**WORK INSTRUCTION:**
Every single line below has to be printed once more, exactly.
────
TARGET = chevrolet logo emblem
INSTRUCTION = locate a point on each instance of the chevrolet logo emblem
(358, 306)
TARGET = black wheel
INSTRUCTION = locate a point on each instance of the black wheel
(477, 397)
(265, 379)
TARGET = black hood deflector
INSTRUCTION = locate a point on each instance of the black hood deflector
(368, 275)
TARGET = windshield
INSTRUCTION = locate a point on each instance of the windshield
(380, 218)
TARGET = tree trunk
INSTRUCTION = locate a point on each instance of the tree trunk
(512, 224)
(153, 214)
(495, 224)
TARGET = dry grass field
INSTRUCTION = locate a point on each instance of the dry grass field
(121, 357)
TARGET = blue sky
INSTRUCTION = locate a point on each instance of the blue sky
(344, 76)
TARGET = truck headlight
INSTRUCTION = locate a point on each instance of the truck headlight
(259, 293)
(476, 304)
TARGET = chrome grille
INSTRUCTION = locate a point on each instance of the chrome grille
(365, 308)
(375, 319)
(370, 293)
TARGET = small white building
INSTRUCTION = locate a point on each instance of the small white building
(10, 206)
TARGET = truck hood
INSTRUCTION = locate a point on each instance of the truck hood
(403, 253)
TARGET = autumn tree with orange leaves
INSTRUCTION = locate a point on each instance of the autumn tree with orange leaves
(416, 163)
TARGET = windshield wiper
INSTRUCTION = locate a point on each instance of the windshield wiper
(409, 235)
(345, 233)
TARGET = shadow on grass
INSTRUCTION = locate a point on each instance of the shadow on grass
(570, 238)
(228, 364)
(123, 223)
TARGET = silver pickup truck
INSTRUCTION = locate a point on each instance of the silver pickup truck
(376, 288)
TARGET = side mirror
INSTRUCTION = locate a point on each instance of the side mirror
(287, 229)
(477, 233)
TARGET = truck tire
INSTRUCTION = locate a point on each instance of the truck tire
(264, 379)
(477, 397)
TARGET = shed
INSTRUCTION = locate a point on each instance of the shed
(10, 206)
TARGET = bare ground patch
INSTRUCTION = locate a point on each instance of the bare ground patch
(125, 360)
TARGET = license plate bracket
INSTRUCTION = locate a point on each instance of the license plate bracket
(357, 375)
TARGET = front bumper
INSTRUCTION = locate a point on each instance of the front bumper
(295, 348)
────
**TASK ANSWER:**
TARGET = chevrolet logo emblem
INSTRUCTION = locate a point on each instance of the chevrolet logo emblem
(358, 306)
TARGET = black wheel
INSTRUCTION = locate a point on each instance of the black wheel
(477, 397)
(265, 379)
TARGET = black hood deflector
INSTRUCTION = locate a point on each instance of the black hood deflector
(368, 275)
TARGET = windshield
INSTRUCTION = locate a point on each instance of the windshield
(380, 218)
TARGET = tree trunk
INSTRUCTION = locate a point on each instance of the tree trunk
(512, 224)
(153, 214)
(495, 224)
TARGET = dry grass field
INSTRUCTION = locate a point on each instance of the dry grass field
(121, 357)
TARGET = blue sky
INSTRUCTION = locate a point on each instance of the blue sky
(344, 76)
TARGET = truck headlight
INSTRUCTION = locate a point on each instance of the truck headlight
(259, 293)
(476, 304)
TARGET = chrome grille
INSTRUCTION = locate a point on each instance of the chrome grille
(365, 308)
(375, 319)
(370, 293)
TARGET = small white building
INSTRUCTION = locate a point on each instance of the small white building
(10, 206)
TARGET = truck hood
INSTRUCTION = locate a point on each instance of the truck hood
(403, 253)
TARGET = autumn tree with orange leaves
INSTRUCTION = locate a point on each instance of the autumn tree with orange leaves
(416, 163)
TARGET = windshield wiper
INSTRUCTION = locate a point on each instance of the windshield wiper
(409, 235)
(345, 233)
TARGET = shadow on grass
INSTRUCTION = locate a point on each instance of the shadow on grass
(570, 238)
(228, 364)
(123, 223)
TARGET = silver pickup truck
INSTRUCTION = locate a point on each instance of the silver pickup truck
(376, 288)
TARGET = side mirror
INSTRUCTION = locate a point on each instance of the side mirror
(287, 229)
(477, 233)
TARGET = truck tire
INSTRUCTION = locate a point on each instance of the truck tire
(264, 379)
(477, 397)
TARGET = shed
INSTRUCTION = locate a point on each instance of the shed
(10, 206)
TARGET = bare ground patch
INSTRUCTION = locate a point on each instance of the bare ground patch
(125, 360)
TARGET = license plate bracket
INSTRUCTION = locate a point on each instance of the license plate bracket
(357, 375)
TARGET = front bumper
INSTRUCTION = locate a point on each instance of the front bumper
(295, 348)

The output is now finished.